▶ **Requirement**:
Copy out the data below, substituting "pin" for every occurrence of "marker" and leaving all else unchanged.

━━━ Records ━━━

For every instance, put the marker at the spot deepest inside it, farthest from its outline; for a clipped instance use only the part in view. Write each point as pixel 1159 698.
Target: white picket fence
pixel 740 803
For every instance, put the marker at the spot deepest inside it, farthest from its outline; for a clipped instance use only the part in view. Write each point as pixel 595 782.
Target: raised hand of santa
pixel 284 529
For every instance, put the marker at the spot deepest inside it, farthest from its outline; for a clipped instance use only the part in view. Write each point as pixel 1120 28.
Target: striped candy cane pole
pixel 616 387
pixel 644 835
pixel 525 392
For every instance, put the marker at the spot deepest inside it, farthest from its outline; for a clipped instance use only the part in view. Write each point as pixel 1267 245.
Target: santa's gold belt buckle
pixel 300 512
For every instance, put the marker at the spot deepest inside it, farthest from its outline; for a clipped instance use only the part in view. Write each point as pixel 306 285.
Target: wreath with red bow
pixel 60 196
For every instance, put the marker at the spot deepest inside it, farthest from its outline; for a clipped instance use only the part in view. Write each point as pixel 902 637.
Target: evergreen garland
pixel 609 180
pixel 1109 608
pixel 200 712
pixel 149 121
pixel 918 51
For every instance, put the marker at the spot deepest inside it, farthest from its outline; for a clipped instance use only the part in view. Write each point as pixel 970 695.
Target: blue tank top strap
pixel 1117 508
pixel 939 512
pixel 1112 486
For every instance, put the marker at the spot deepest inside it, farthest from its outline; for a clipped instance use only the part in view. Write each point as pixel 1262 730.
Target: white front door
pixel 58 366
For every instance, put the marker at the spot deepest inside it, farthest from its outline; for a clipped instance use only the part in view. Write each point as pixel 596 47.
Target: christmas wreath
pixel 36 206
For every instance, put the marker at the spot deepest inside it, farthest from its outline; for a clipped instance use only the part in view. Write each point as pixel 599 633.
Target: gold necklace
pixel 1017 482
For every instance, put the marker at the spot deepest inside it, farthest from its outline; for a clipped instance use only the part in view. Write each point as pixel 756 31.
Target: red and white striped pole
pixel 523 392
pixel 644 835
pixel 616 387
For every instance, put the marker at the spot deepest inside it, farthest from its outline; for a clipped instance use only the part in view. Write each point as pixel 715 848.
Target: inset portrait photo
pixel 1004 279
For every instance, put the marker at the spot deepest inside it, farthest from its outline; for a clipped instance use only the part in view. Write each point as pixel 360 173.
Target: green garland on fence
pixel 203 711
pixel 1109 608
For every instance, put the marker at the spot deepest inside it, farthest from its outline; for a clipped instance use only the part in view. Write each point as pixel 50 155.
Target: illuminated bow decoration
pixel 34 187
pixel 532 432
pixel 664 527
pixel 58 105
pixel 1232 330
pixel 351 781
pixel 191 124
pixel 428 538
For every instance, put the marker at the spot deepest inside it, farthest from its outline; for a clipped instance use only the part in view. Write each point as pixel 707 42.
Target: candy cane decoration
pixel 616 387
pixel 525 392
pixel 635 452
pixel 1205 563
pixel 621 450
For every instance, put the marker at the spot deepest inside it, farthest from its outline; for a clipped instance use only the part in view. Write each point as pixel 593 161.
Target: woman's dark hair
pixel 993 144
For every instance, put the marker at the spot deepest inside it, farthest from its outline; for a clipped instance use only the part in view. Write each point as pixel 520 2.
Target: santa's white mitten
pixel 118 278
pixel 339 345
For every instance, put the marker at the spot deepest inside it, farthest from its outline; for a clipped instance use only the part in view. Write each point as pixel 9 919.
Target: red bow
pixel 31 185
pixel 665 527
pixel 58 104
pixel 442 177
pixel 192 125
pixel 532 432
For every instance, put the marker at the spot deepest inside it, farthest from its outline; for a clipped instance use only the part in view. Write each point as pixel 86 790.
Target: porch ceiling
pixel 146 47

━━━

▶ **Full output**:
For every instance, put the pin at the spot deepest inside it, farthest from its outline; for a clipped instance use only the part in view. Write each point as pixel 1159 698.
Target: white picket fence
pixel 740 803
For every instance, put the pin at the spot deepest inside it, farthest from its outline; for a clipped instance use only the part in view. Write each point as pixel 595 782.
Target: raised hand of santa
pixel 284 529
For every instance, put the pin at the spot deepest inside it, farthest from its outline; for a clipped instance use only the part in view. Write each point as pixel 1120 28.
Target: striped candy cane pole
pixel 616 387
pixel 644 835
pixel 525 392
For every instance, put the pin at the spot deepest inside it, farthest from its outline; for a clipped instance use only the part in view. Write each point as pixel 1267 245.
Target: santa's gold belt buckle
pixel 300 512
For every instance, put the pin at the spot deepest inside it, farthest from its outline; for a clipped instance use only the part in view. Write each point as pixel 306 285.
Target: wreath with red bow
pixel 60 196
For every instance, put the pin at the spot deepest inside it, farthest from its outline; for a clipped instance use only the part in view. Write each point as pixel 902 637.
Target: evergreen garland
pixel 609 180
pixel 1109 608
pixel 200 712
pixel 149 121
pixel 918 51
For every instance, put the pin at the spot deepest inside it, farthest from its outline; for a clipped instance use only the part in view. Write each point as pixel 970 695.
Target: blue tank top strap
pixel 1117 508
pixel 939 512
pixel 1112 486
For every instance, put the pin at the spot deepest inside it, farthest from its outline; for a clipped instance use only the part in view. Write each point as pixel 1262 730.
Target: white front door
pixel 58 366
For every instance, put the pin at the spot deepest inside it, farthest from its outline; for a clipped instance use only the part in view. Write each point as pixel 596 47.
Target: christmas wreath
pixel 36 206
For every instance, put the pin at the spot deepest inside it, farthest from its outline; for a clipped instance use only the part in view. Write each point as pixel 599 633.
Target: gold necklace
pixel 1017 482
For every instance, put the pin at the spot deepest inside it, farthest from its outline; for a clipped instance use only the part in view. Write each point as pixel 756 31.
Target: red and white striped pole
pixel 523 392
pixel 644 835
pixel 616 387
For every instance, put the pin at the spot deepest inside it, farthest from its outline; for a clipped instance use only the part in view. Write each point as pixel 715 848.
Target: inset portrait photo
pixel 1004 279
For every instance, put the pin at the spot deepest inside it, farthest from its outline; for a clipped instance use only the part in view. Write each point as pixel 360 173.
Target: green garland on fence
pixel 203 711
pixel 1109 608
For every instance, put the pin at the spot deepest inside it, farthest from its outline; for a clipped instance use only the part in view. Write each point as pixel 50 155.
Target: illuminated bow decoration
pixel 34 187
pixel 532 432
pixel 664 527
pixel 58 105
pixel 1232 330
pixel 351 781
pixel 191 124
pixel 428 538
For every instance, put the pin at the spot deepest inside it, farthest from its outline; for a clipped instance use only the part in view. Write each point as pixel 707 42.
Target: candy cane decoration
pixel 616 387
pixel 525 392
pixel 635 452
pixel 1205 563
pixel 621 450
For every instance, put the pin at the spot deepest inside it, farthest from its outline; for a clipped instance use only the part in view. Write each point as pixel 593 161.
Target: woman's dark hair
pixel 993 144
For every instance, put the pin at the spot deepest inside it, farthest from its outline; for a clipped instance use only the part in view. Write each point as pixel 520 2.
Target: santa's white mitten
pixel 118 278
pixel 339 345
For every instance, put the pin at the spot deepest inside it, farthest from its outline; for a clipped instance use only the part in view. Write each point as pixel 9 919.
Target: red bow
pixel 31 185
pixel 665 527
pixel 58 104
pixel 442 177
pixel 192 125
pixel 532 432
For every instance, put the pin at the spot deepest inside it, farthest from its outline; for a clipped instance use only the part in view. Write each point as pixel 86 790.
Target: porch ceiling
pixel 146 47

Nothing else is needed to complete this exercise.